▶ _THE RECORDS_
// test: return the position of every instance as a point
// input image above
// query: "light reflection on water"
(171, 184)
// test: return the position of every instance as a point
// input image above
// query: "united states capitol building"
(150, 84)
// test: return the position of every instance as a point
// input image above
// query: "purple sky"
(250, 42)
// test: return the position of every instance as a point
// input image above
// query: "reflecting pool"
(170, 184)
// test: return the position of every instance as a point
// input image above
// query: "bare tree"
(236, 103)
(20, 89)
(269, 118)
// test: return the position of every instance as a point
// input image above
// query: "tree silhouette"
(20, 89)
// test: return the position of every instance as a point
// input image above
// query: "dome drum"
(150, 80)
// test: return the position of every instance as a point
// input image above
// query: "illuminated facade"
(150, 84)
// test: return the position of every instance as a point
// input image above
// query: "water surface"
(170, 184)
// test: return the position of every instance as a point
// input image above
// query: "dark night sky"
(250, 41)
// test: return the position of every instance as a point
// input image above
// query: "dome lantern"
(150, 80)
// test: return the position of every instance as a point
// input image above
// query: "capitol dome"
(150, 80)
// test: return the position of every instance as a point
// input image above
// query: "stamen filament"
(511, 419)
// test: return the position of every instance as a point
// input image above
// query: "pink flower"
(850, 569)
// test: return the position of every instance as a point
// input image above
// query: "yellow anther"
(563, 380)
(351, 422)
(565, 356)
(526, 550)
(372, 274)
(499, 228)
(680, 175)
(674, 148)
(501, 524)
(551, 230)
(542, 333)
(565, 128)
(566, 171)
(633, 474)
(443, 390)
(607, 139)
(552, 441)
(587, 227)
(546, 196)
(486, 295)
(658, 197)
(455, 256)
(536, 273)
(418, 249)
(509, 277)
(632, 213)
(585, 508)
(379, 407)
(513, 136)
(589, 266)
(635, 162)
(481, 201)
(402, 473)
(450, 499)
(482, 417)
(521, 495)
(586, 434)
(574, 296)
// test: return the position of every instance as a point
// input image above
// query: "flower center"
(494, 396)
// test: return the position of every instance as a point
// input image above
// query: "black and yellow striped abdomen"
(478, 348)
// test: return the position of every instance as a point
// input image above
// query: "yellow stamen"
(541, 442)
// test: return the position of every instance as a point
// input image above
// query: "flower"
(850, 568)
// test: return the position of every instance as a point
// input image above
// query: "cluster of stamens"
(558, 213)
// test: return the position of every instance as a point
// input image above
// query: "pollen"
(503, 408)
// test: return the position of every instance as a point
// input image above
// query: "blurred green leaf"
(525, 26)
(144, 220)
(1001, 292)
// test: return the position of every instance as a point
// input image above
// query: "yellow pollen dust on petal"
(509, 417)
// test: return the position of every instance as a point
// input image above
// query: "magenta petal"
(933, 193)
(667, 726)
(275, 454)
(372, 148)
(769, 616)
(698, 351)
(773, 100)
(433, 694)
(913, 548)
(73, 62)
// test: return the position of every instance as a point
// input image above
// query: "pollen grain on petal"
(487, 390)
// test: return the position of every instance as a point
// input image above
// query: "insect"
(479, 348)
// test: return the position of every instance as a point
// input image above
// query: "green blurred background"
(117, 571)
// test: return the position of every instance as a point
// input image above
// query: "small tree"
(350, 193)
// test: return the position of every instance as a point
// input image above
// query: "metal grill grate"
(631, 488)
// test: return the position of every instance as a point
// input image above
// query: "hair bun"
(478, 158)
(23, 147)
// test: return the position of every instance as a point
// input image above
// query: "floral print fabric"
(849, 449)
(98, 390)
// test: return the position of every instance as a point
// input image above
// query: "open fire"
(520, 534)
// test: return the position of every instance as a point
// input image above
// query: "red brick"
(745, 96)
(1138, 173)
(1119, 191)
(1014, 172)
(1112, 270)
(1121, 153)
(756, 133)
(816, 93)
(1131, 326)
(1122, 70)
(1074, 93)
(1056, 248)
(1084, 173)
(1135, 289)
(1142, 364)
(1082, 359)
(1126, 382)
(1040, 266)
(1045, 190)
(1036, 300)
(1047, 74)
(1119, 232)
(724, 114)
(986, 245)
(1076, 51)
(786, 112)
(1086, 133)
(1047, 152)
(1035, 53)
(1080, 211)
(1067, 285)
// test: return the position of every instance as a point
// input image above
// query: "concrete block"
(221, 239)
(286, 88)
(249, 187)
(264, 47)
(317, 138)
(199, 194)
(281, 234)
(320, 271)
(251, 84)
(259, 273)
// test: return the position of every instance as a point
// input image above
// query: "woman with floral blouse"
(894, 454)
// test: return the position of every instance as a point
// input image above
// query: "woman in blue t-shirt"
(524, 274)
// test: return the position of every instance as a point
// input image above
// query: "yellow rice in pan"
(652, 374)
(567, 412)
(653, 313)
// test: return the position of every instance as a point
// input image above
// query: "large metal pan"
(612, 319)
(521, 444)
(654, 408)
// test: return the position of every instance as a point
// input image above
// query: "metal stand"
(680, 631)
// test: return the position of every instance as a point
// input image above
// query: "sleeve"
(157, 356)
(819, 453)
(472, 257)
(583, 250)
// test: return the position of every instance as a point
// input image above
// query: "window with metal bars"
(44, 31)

▶ _WORK TO DO_
Please reproduce all of the entries exactly as they stand.

▶ _WORKED SOLUTION_
// test: return the position of every instance as a point
// input image above
// query: "light reflection on water"
(171, 184)
// test: return the position of every instance as a point
// input image above
// query: "united states capitol building"
(150, 84)
// test: return the position of every instance as a point
// input image above
// query: "purple sky"
(250, 42)
// test: return the position of every instance as a point
// input image above
// query: "reflecting pool"
(170, 184)
// test: return the position of every instance as a point
// input image above
// query: "bare tree"
(236, 103)
(20, 89)
(269, 118)
// test: return the position of every instance as a point
// input image above
// query: "tree silhouette"
(20, 89)
// test: return the position of every instance as a point
// input image above
// query: "dome drum"
(150, 80)
// test: return the position of every instance as a point
// input image above
// query: "illuminated facade"
(150, 84)
// test: return the position of every instance as a point
// input image above
// query: "water surface"
(170, 184)
// test: return the position of every instance as a point
// input image above
// query: "dark night sky"
(250, 41)
// test: return the position of every instance as a point
// input image above
// query: "dome lantern"
(150, 80)
// test: return the position of every instance as a point
// input image above
// query: "capitol dome"
(150, 80)
// test: return the position of every instance as a point
// input image above
// query: "stamen filament"
(511, 419)
// test: return the position of every instance as a point
// input image above
// query: "pink flower"
(850, 569)
// test: return the position of every instance as a point
// input image above
// query: "yellow anther"
(563, 380)
(351, 422)
(565, 356)
(526, 550)
(372, 274)
(499, 228)
(680, 175)
(674, 148)
(501, 524)
(551, 230)
(542, 333)
(565, 128)
(566, 171)
(633, 474)
(443, 390)
(607, 139)
(552, 441)
(587, 227)
(546, 196)
(486, 295)
(658, 197)
(455, 256)
(536, 273)
(418, 249)
(509, 277)
(632, 213)
(585, 508)
(379, 407)
(513, 136)
(589, 266)
(635, 162)
(481, 201)
(402, 473)
(450, 499)
(482, 417)
(521, 495)
(586, 434)
(574, 296)
// test: return the position of every instance as a point
// input image above
// query: "flower center"
(494, 396)
// test: return the position of every instance as a point
// input image above
// query: "black and yellow striped abdomen"
(478, 348)
// test: return the position of every instance as a point
// input image above
// query: "yellow stamen"
(541, 442)
// test: return the position of every instance as a point
// input image above
// query: "flower"
(850, 568)
// test: return the position of every instance as a point
// input image above
// query: "cluster of stamens"
(558, 213)
// test: return the position of every instance as a point
// input image above
// query: "pollen"
(503, 408)
// test: return the position of every instance as a point
// input image above
// query: "blurred green leaf"
(525, 26)
(144, 220)
(1001, 292)
// test: return the position of every instance as a point
// input image above
// query: "yellow pollen dust on petal"
(509, 417)
// test: return the position of every instance as a point
// input image above
// query: "magenta petal"
(933, 193)
(667, 726)
(275, 454)
(372, 148)
(769, 616)
(698, 351)
(773, 100)
(433, 694)
(913, 548)
(73, 62)
// test: return the position of every instance as a point
// input image above
// query: "pollen grain on petal"
(487, 390)
// test: return the position of every instance as a point
// input image above
// query: "insect"
(479, 348)
// test: return the position of every instance as a point
// input image above
// query: "green blurred background"
(117, 571)
// test: return the position of every instance as a point
// input image above
// query: "small tree"
(350, 193)
// test: return the position of every instance as a point
// input image above
// query: "metal grill grate"
(631, 488)
// test: return the position of every instance as a point
// input image above
// query: "hair bun"
(478, 158)
(23, 147)
// test: return the position of every instance as a point
// input image above
// query: "floral print fabric"
(849, 449)
(98, 390)
// test: return the position of every instance as a point
// input image above
// query: "open fire"
(520, 534)
// test: return the position of every instance as a point
// input image above
// query: "red brick"
(745, 96)
(1138, 173)
(1119, 191)
(1014, 172)
(1112, 270)
(1121, 153)
(756, 133)
(816, 93)
(1131, 326)
(1122, 70)
(1074, 93)
(1056, 248)
(1084, 173)
(1135, 289)
(1142, 364)
(1082, 359)
(1126, 382)
(1040, 266)
(1045, 190)
(1036, 300)
(1047, 74)
(1119, 232)
(724, 114)
(986, 245)
(1076, 51)
(786, 112)
(1086, 133)
(1047, 152)
(1035, 53)
(1080, 211)
(1067, 285)
// test: return the position of every instance as a point
// input image above
// query: "concrete block"
(221, 239)
(286, 88)
(249, 187)
(264, 47)
(317, 138)
(199, 194)
(281, 234)
(320, 271)
(251, 84)
(259, 273)
// test: return the position of every instance as a point
// input image above
// query: "woman with floral blouse"
(894, 454)
// test: return the position of every instance as a point
// input image above
// query: "woman in blue t-shirt"
(524, 274)
// test: return the position of every instance as a point
// input image above
// query: "yellow rice in pan"
(652, 374)
(567, 412)
(653, 313)
// test: return the position of every instance as a point
// input image above
// query: "large metal pan"
(612, 319)
(521, 444)
(654, 408)
// test: return the position of every instance as a point
// input image above
// query: "metal stand"
(680, 631)
// test: return the position of every instance as a point
// input image above
// query: "sleeve"
(157, 356)
(819, 453)
(472, 257)
(583, 250)
// test: return the position of every instance as a point
// input image above
// query: "window with metal bars"
(44, 31)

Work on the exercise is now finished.